* _Problem description_: Provide the number of lines in the records that hold the string "Target", without any other words.
** Data supplied follows **
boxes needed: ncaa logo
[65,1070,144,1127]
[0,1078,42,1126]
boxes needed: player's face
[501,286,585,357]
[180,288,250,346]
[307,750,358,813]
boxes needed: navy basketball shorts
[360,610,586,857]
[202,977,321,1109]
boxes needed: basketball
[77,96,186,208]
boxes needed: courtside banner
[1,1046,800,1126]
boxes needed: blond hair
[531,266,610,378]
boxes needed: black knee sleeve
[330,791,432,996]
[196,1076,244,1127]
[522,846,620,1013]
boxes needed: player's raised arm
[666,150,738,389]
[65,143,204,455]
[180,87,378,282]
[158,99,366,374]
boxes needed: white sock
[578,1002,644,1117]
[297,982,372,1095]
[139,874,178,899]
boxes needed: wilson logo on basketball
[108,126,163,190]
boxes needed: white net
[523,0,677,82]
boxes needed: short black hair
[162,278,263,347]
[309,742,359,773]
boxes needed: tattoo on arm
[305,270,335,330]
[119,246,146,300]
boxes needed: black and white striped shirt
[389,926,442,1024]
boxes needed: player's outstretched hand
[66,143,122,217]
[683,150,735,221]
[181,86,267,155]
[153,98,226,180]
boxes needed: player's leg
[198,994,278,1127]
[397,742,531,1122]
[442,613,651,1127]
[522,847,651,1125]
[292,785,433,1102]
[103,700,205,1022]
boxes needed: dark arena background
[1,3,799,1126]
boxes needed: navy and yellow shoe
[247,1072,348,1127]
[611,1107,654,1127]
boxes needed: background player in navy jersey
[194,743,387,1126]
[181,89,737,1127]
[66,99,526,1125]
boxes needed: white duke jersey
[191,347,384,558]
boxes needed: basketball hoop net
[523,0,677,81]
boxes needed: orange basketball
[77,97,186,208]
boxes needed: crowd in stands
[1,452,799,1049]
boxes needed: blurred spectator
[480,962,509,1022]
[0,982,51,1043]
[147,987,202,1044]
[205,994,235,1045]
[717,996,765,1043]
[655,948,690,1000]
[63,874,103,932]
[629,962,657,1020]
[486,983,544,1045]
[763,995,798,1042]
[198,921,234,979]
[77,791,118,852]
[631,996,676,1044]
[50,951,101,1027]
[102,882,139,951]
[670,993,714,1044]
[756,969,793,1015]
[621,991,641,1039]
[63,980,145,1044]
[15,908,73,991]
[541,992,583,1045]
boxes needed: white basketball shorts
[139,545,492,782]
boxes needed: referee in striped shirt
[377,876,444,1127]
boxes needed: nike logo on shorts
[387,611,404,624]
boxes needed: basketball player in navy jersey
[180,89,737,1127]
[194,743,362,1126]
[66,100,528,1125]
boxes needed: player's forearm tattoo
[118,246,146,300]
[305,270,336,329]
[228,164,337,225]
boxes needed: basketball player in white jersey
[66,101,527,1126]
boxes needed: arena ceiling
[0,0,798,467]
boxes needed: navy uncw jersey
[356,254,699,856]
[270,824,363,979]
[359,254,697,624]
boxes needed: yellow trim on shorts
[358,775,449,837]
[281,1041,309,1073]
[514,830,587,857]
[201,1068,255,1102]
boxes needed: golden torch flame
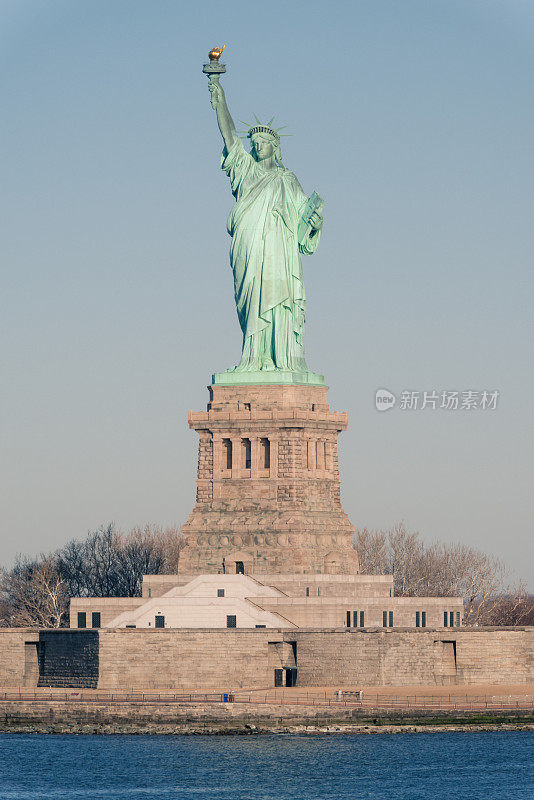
[208,45,225,62]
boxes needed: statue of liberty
[205,48,325,385]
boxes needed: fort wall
[294,628,534,686]
[97,629,272,690]
[0,629,34,686]
[97,627,534,689]
[3,627,533,690]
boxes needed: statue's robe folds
[222,139,320,372]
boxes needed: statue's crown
[248,125,280,145]
[238,116,289,146]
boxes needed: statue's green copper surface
[204,52,325,386]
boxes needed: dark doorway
[23,642,39,687]
[235,561,244,574]
[285,668,298,687]
[441,640,457,667]
[274,669,283,687]
[155,615,165,628]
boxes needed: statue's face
[251,134,275,161]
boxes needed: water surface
[0,732,532,799]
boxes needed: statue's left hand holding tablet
[309,211,324,231]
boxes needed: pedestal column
[180,384,360,575]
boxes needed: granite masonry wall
[97,629,275,690]
[141,573,395,599]
[256,597,463,629]
[37,631,99,688]
[0,629,34,686]
[99,627,534,689]
[72,576,462,631]
[69,597,144,628]
[4,627,533,691]
[179,385,359,576]
[294,628,534,686]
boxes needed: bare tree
[484,593,534,626]
[355,523,428,596]
[55,523,185,599]
[354,527,388,574]
[55,538,87,597]
[354,523,526,625]
[115,525,185,596]
[1,522,185,627]
[387,523,427,596]
[0,556,68,628]
[453,545,507,625]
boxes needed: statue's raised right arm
[208,79,237,151]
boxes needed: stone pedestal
[179,384,359,576]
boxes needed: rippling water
[0,732,532,799]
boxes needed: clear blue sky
[2,0,533,588]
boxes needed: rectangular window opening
[306,587,310,597]
[346,610,351,627]
[91,612,101,629]
[223,438,232,469]
[359,611,365,627]
[455,611,461,627]
[382,610,387,627]
[155,615,165,628]
[444,611,448,627]
[217,589,225,597]
[422,611,427,628]
[415,611,420,628]
[242,438,251,470]
[77,612,86,629]
[388,611,394,628]
[226,615,237,628]
[260,438,270,469]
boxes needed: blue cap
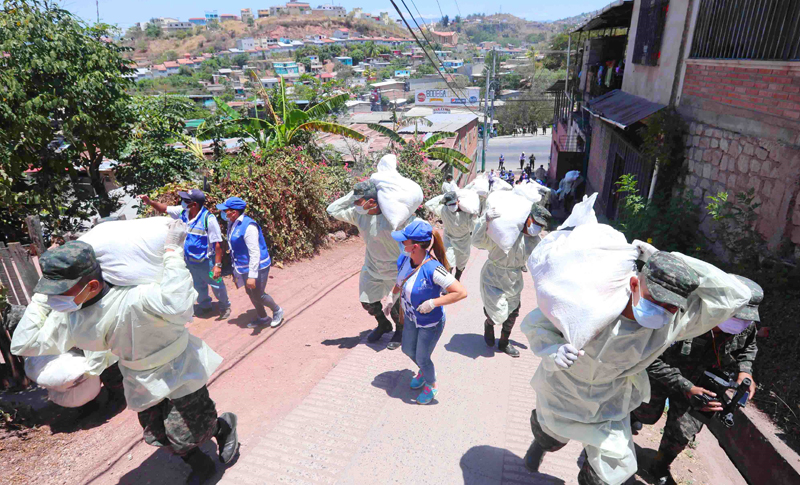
[216,196,247,211]
[391,219,433,242]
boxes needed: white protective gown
[11,251,222,412]
[327,191,408,304]
[424,195,475,271]
[472,214,541,325]
[521,253,751,485]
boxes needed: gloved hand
[417,299,437,314]
[164,220,188,252]
[381,294,395,316]
[632,239,658,263]
[554,344,584,369]
[486,208,501,220]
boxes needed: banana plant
[197,71,365,150]
[366,123,472,173]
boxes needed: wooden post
[8,243,38,300]
[26,215,46,256]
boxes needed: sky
[58,0,613,29]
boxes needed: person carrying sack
[472,203,552,357]
[424,191,476,281]
[389,220,467,404]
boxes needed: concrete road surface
[479,134,553,175]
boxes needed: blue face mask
[718,317,752,334]
[632,285,673,329]
[221,211,229,222]
[181,201,189,210]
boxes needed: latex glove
[381,295,394,316]
[554,344,584,369]
[486,208,501,220]
[164,220,188,251]
[632,239,658,263]
[417,299,437,314]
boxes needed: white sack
[465,176,490,197]
[456,189,481,215]
[528,193,638,349]
[48,375,102,408]
[370,156,424,230]
[25,352,88,390]
[513,183,543,204]
[491,177,513,192]
[485,191,532,253]
[79,217,173,286]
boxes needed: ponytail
[411,230,450,272]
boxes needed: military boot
[182,449,217,485]
[367,315,393,343]
[387,323,403,350]
[498,321,519,357]
[523,441,546,473]
[214,412,239,464]
[484,321,495,346]
[650,450,679,485]
[454,268,463,281]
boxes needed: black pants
[362,300,401,330]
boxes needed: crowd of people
[9,165,763,485]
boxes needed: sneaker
[217,307,232,320]
[270,308,284,328]
[417,385,438,405]
[247,316,271,328]
[410,371,426,390]
[386,328,402,350]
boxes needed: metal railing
[691,0,800,60]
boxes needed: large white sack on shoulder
[513,183,543,203]
[491,177,513,192]
[456,189,481,214]
[79,217,172,286]
[485,191,532,253]
[48,375,101,408]
[528,222,638,350]
[465,176,490,196]
[376,153,398,172]
[370,169,423,230]
[558,193,599,229]
[25,352,88,390]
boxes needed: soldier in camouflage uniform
[632,275,762,485]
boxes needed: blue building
[335,56,353,66]
[394,69,411,78]
[442,59,464,69]
[273,61,300,76]
[204,10,219,23]
[188,17,207,25]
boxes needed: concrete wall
[622,0,692,106]
[682,120,800,248]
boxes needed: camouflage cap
[529,204,552,228]
[443,191,458,206]
[641,252,700,310]
[732,274,763,322]
[34,241,100,295]
[353,181,378,202]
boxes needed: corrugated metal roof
[397,113,478,134]
[585,89,665,129]
[573,0,634,33]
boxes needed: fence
[600,129,653,220]
[690,0,800,61]
[0,242,40,306]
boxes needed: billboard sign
[415,87,480,107]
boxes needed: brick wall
[682,63,800,122]
[682,121,800,248]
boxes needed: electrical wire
[391,0,481,117]
[452,0,462,18]
[433,0,445,23]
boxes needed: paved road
[479,134,553,175]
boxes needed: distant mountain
[449,13,587,47]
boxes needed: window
[690,0,800,60]
[632,0,670,66]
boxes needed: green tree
[0,1,134,222]
[366,123,472,173]
[247,17,255,27]
[117,96,201,196]
[441,15,450,27]
[233,53,250,67]
[145,22,163,38]
[165,50,179,61]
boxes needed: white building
[313,4,346,17]
[236,38,255,50]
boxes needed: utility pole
[480,46,494,172]
[488,50,496,148]
[96,0,99,24]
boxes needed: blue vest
[397,254,445,327]
[181,207,212,263]
[229,215,271,274]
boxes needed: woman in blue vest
[390,219,468,405]
[216,197,284,329]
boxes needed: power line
[452,0,462,18]
[433,0,445,22]
[393,0,480,117]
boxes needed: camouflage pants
[137,386,219,456]
[632,381,704,459]
[530,410,607,485]
[362,300,401,328]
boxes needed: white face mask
[632,285,673,329]
[526,222,542,236]
[181,200,189,210]
[47,284,89,313]
[718,317,752,334]
[354,205,370,215]
[446,204,458,213]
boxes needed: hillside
[452,13,585,47]
[126,17,408,61]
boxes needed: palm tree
[366,123,472,173]
[197,71,365,150]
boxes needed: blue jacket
[229,215,271,274]
[397,254,445,327]
[181,207,212,263]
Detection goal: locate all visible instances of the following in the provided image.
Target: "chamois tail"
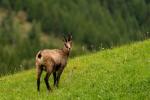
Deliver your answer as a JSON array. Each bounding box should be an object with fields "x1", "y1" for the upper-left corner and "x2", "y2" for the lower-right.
[
  {"x1": 38, "y1": 51, "x2": 42, "y2": 58},
  {"x1": 36, "y1": 51, "x2": 44, "y2": 64}
]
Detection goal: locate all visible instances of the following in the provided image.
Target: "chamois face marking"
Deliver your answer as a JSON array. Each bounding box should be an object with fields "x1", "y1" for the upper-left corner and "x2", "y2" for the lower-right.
[{"x1": 64, "y1": 41, "x2": 72, "y2": 51}]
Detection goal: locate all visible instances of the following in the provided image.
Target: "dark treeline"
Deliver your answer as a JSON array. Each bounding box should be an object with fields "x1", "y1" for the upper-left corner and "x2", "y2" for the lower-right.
[{"x1": 0, "y1": 0, "x2": 149, "y2": 76}]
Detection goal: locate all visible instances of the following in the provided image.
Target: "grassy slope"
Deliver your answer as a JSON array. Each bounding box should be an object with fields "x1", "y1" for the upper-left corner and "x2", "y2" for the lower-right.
[{"x1": 0, "y1": 40, "x2": 150, "y2": 100}]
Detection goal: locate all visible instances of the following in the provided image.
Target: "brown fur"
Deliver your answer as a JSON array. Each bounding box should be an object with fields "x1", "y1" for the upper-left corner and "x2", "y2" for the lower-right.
[{"x1": 35, "y1": 34, "x2": 72, "y2": 92}]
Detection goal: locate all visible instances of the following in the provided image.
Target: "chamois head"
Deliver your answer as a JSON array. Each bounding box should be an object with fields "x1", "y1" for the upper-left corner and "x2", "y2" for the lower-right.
[{"x1": 63, "y1": 34, "x2": 72, "y2": 52}]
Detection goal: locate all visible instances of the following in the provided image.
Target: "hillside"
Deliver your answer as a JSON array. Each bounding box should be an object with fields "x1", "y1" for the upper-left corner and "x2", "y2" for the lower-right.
[
  {"x1": 0, "y1": 0, "x2": 149, "y2": 76},
  {"x1": 0, "y1": 40, "x2": 150, "y2": 100}
]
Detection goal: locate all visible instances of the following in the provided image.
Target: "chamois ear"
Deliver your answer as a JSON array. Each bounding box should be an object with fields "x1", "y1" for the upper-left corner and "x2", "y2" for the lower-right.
[{"x1": 68, "y1": 33, "x2": 72, "y2": 41}]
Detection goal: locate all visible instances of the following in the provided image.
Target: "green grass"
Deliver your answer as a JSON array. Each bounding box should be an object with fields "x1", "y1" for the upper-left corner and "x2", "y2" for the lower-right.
[{"x1": 0, "y1": 40, "x2": 150, "y2": 100}]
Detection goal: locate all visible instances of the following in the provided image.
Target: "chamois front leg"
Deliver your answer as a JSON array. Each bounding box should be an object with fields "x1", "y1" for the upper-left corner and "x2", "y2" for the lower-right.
[
  {"x1": 44, "y1": 72, "x2": 51, "y2": 91},
  {"x1": 53, "y1": 72, "x2": 57, "y2": 86},
  {"x1": 55, "y1": 67, "x2": 64, "y2": 87}
]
** End of Data supplied **
* _Final answer_: 10